(Referring expression pointing data)
=== Section Start ===

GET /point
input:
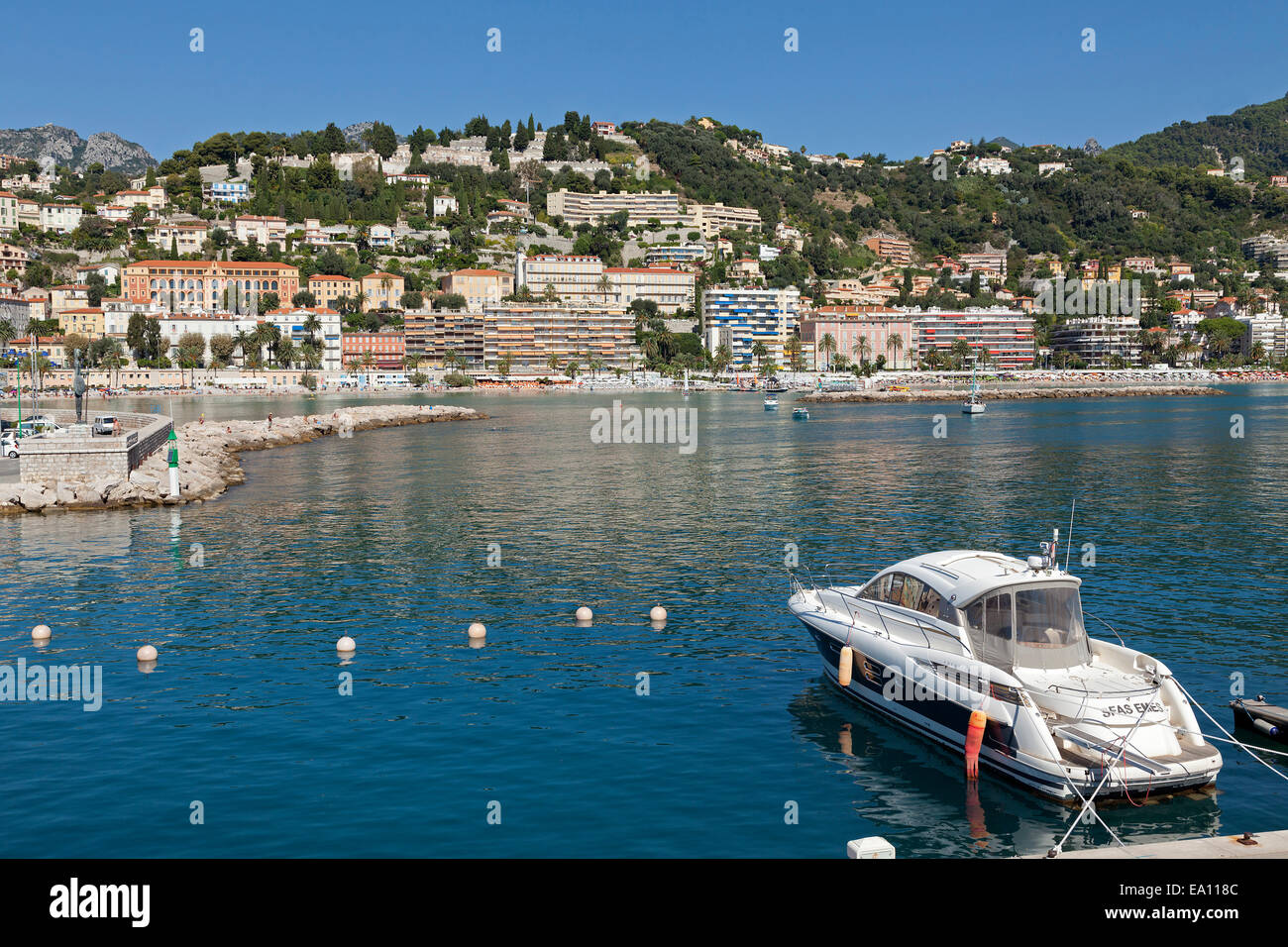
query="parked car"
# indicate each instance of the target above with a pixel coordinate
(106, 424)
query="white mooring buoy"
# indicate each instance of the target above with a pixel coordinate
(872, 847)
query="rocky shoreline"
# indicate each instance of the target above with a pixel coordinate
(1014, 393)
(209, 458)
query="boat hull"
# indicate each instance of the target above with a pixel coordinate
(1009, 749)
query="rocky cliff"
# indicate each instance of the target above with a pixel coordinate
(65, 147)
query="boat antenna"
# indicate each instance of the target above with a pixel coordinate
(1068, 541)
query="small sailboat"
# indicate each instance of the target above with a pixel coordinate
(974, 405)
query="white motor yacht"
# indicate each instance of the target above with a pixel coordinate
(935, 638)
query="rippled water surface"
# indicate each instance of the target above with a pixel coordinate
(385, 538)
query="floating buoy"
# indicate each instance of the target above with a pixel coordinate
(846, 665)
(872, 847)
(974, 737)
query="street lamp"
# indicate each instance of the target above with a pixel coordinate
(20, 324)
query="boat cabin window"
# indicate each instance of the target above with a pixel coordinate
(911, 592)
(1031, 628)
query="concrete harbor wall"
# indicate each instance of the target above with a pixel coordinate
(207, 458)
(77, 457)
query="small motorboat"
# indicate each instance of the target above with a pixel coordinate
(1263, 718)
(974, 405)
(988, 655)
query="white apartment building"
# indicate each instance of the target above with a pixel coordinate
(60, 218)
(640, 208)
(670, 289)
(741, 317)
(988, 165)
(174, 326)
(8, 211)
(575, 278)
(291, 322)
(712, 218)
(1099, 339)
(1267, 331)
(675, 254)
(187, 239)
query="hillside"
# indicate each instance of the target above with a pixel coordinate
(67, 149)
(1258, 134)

=== Section End ===
=== Section Start ===

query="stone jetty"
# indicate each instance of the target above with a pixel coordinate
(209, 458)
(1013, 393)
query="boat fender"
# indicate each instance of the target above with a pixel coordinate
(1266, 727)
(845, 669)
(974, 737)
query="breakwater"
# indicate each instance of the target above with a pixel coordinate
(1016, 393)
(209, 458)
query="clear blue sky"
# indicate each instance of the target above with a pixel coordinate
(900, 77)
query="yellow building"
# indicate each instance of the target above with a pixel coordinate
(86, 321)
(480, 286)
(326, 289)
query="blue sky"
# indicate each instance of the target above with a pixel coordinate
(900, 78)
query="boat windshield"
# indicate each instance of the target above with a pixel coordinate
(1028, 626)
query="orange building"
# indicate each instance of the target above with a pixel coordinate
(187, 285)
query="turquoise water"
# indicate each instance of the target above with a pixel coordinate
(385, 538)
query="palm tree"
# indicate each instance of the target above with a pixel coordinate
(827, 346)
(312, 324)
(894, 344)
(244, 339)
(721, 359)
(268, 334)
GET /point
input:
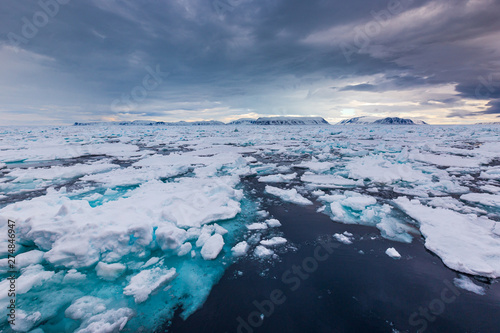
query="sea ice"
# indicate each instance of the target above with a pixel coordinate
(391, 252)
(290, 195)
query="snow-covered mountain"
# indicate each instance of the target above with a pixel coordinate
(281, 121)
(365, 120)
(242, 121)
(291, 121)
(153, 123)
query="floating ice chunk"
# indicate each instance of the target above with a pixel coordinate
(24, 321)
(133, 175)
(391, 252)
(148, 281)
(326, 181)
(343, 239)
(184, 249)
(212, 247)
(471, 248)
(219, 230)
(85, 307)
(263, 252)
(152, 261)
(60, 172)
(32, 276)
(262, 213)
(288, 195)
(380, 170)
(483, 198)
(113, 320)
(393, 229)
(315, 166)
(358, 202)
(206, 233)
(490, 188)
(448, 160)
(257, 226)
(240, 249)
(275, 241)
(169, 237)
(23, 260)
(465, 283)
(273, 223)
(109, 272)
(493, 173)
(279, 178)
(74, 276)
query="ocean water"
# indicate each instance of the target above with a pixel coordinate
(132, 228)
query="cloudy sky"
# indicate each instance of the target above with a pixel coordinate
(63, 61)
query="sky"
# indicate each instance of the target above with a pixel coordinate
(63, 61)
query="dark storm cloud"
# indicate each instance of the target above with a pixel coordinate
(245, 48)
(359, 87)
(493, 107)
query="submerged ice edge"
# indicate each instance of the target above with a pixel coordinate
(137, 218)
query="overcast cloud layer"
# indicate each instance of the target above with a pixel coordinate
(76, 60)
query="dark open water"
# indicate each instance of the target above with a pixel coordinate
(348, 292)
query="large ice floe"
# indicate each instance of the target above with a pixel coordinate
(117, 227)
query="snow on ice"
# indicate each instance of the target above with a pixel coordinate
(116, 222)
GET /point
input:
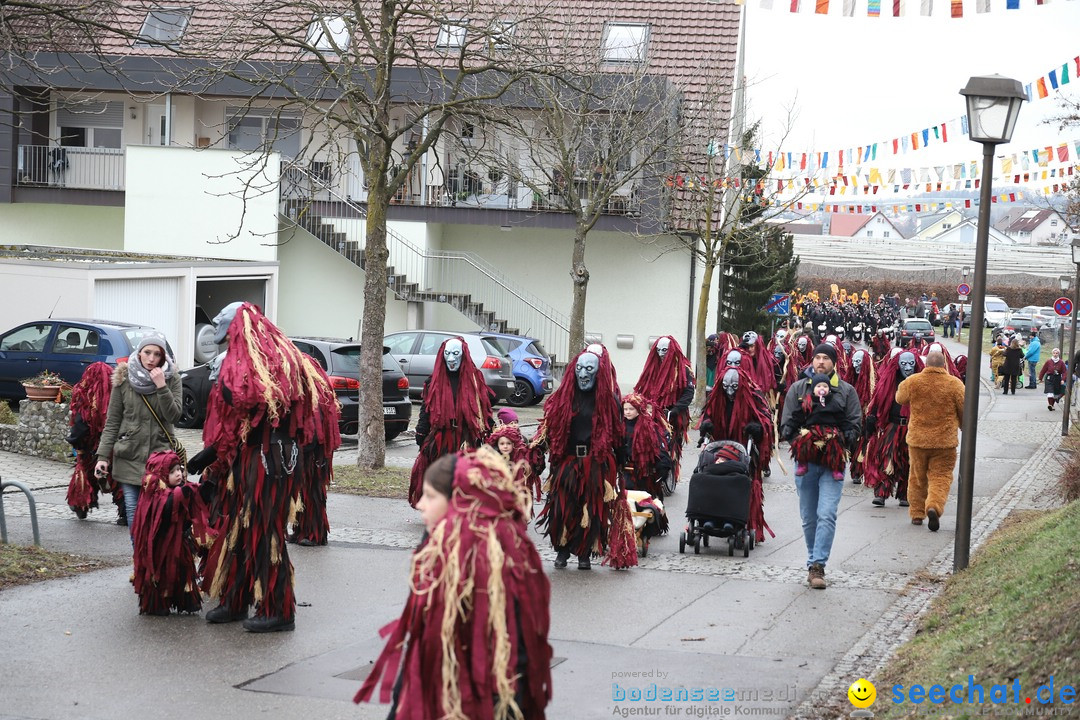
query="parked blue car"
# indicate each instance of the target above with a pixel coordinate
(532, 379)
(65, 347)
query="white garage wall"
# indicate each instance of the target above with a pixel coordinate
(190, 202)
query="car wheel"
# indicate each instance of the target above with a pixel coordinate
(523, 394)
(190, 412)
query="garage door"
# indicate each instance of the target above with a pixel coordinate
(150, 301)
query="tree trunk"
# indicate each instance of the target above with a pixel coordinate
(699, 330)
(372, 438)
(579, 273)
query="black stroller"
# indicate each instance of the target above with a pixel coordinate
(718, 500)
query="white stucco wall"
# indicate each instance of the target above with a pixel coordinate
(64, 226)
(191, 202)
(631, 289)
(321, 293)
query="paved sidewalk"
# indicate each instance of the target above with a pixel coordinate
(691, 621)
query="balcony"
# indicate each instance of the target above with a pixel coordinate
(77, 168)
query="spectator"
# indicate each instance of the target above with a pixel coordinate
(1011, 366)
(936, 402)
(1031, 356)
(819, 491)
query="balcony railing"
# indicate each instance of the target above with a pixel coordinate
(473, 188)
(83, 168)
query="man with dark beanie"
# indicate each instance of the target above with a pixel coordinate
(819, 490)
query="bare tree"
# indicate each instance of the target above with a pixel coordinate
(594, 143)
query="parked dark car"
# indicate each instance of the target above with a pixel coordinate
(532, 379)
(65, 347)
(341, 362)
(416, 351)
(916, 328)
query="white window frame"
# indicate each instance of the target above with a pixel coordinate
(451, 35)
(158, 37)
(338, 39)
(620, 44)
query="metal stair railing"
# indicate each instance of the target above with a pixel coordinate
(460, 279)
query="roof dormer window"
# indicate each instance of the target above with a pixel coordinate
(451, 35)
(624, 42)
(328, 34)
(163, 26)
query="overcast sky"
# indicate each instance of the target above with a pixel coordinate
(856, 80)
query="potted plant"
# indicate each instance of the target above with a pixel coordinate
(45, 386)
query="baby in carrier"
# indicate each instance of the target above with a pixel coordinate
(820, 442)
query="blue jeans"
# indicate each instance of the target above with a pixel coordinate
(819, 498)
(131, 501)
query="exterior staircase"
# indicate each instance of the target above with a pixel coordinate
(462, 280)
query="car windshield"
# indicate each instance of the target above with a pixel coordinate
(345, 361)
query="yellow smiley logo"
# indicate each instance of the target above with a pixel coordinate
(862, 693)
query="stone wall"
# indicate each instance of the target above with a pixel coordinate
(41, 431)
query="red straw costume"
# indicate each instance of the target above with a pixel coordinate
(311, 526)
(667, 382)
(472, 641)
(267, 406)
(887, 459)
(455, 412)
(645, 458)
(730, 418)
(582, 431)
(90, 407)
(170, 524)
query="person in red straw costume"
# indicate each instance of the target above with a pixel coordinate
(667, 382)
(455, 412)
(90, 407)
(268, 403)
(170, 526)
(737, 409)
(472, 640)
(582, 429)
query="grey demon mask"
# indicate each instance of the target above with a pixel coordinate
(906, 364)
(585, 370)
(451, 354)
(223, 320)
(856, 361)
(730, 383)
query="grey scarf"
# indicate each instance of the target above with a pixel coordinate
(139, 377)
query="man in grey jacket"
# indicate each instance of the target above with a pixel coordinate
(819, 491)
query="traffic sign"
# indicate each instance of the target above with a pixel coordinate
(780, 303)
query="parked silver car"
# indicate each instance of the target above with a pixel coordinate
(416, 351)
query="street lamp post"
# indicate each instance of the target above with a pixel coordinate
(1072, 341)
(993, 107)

=== Section End ===
=== Section Start ===

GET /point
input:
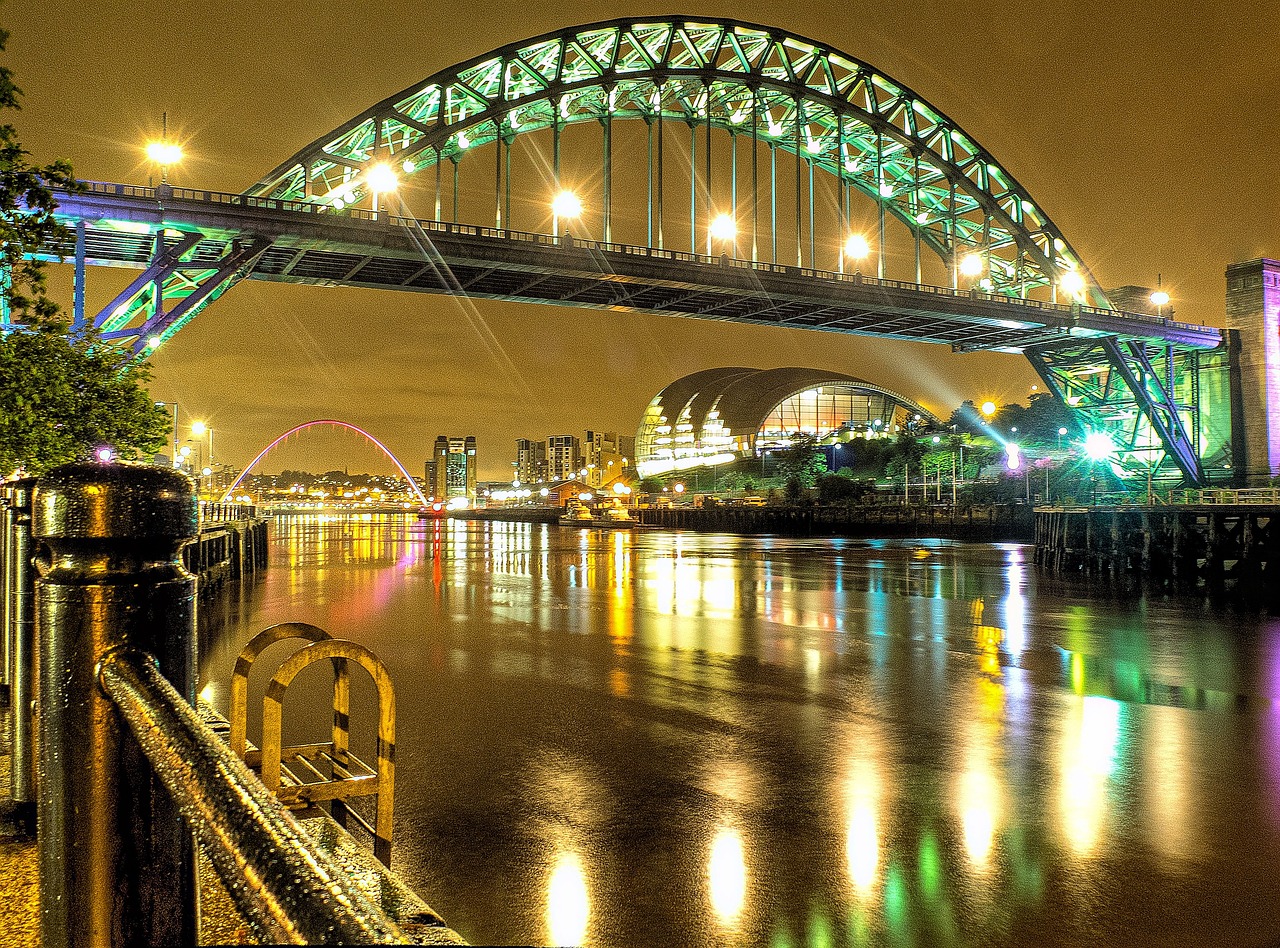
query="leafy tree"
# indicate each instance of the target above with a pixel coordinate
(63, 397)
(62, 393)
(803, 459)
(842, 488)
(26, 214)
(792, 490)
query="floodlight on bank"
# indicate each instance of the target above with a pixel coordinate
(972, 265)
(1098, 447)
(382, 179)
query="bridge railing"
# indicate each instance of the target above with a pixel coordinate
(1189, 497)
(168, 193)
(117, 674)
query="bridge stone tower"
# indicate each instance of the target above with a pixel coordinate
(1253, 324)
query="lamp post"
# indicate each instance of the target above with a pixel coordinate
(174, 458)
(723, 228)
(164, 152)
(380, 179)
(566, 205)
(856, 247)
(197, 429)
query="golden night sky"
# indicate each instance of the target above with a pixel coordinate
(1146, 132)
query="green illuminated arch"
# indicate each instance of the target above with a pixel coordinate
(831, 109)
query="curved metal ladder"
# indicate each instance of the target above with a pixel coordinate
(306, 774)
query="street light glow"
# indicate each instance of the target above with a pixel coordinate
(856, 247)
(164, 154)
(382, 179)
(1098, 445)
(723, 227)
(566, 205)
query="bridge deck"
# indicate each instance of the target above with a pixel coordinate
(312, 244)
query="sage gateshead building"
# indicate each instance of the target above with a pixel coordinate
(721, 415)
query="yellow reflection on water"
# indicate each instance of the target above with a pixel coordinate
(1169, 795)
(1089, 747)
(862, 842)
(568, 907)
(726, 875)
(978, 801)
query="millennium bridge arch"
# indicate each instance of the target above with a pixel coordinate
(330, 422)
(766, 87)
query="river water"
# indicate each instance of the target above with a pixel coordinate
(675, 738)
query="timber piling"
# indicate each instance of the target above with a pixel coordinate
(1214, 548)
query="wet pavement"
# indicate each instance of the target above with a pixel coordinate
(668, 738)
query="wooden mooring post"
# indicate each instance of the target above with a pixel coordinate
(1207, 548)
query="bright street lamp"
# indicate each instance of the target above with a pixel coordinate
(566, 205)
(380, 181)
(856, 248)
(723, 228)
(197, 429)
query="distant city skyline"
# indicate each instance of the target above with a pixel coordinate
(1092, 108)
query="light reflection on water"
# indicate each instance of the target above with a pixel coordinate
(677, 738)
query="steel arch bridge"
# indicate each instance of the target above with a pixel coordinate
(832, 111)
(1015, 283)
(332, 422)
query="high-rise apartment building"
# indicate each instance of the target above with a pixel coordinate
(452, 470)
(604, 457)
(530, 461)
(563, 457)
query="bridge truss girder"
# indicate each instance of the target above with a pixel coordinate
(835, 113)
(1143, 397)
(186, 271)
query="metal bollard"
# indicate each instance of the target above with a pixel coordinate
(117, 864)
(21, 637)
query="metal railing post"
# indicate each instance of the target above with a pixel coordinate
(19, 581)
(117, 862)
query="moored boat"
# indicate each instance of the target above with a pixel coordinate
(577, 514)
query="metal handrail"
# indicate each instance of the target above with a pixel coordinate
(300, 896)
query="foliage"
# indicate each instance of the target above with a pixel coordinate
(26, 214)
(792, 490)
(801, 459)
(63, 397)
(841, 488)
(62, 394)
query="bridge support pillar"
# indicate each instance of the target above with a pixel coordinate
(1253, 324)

=== Section End ===

▶ _What the task requires_: Please go through each line of the data and count those that contain the string "lamp"; give that number alone.

▶ _Written solution_: 4